= What is expected =
Among the entries below, find the line with "Query: broken wooden plank", then quote it and each following line up to and including the line with "Task: confirm every instance of the green", and nothing else.

Collected data entries
-*-*-

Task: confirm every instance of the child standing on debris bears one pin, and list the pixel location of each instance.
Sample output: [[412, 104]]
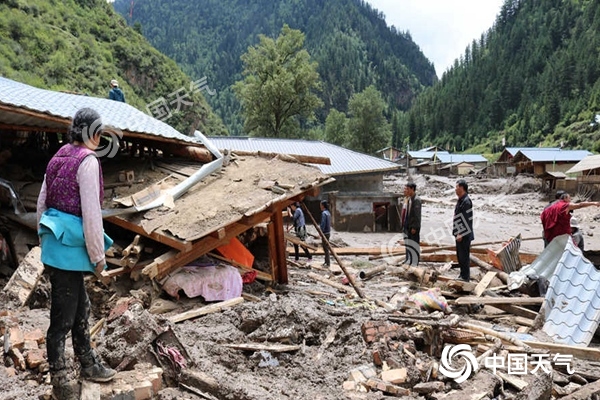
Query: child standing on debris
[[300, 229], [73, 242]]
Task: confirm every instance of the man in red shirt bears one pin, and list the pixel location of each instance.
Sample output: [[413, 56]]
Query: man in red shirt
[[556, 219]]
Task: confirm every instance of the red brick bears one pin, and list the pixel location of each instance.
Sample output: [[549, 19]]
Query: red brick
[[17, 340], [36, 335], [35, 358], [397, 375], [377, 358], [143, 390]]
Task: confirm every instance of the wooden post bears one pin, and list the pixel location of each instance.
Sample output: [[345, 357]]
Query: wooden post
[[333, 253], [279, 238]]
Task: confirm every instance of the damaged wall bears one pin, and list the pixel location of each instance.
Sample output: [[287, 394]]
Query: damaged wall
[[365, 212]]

-*-*-

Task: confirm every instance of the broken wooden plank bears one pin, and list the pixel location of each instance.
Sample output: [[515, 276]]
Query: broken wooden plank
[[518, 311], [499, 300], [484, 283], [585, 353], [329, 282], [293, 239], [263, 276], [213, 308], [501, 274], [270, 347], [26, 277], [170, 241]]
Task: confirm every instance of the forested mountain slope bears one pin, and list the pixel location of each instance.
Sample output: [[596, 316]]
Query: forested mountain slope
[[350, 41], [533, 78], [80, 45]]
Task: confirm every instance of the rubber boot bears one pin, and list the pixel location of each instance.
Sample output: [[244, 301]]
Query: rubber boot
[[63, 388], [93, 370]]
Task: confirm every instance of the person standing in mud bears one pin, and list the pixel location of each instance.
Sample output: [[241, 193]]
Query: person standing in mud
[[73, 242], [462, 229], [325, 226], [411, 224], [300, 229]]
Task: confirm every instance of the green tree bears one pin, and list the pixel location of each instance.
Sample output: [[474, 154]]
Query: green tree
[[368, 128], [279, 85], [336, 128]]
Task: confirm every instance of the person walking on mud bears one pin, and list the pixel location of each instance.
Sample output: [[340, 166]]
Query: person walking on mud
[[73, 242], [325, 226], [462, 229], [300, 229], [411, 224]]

-*-*-

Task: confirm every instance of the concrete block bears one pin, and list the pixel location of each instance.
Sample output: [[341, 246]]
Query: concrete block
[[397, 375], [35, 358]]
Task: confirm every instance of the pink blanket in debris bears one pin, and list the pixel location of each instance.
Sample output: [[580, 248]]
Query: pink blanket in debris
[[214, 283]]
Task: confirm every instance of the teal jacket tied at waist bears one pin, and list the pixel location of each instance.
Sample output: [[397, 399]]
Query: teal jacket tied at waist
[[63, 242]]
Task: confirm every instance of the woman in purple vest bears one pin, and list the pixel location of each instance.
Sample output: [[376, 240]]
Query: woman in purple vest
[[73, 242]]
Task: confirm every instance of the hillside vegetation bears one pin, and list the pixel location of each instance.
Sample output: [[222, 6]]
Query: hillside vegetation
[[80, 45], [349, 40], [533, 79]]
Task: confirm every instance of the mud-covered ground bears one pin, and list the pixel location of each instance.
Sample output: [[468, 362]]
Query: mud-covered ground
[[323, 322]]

-*-*-

= Your response =
Query: broken wooden plank
[[518, 311], [499, 300], [484, 283], [585, 353], [329, 282], [293, 239], [263, 276], [213, 308], [501, 274], [270, 347], [26, 277], [170, 241]]
Task: confirm every instance of the forested mountain slope bears one pin, and list the pixel location of each instance.
Sample output: [[596, 316]]
Query: forested mountain slope
[[350, 41], [533, 78], [80, 45]]
Task: confirm every instance of the rubber boot bears one pin, and list the pixel location of each instance.
Sample output: [[244, 301]]
Query: rubber boot
[[63, 388], [93, 370]]
Task: confirm every instance of the person standing in mud bears one pin, and list the pixel location of each instance.
Sample output: [[241, 193]]
Query: person standing in mud
[[73, 242], [462, 229], [325, 226], [411, 224], [300, 229]]
Task: confirm every instance of the green tree bears one pin, and list the pixel location of each instance.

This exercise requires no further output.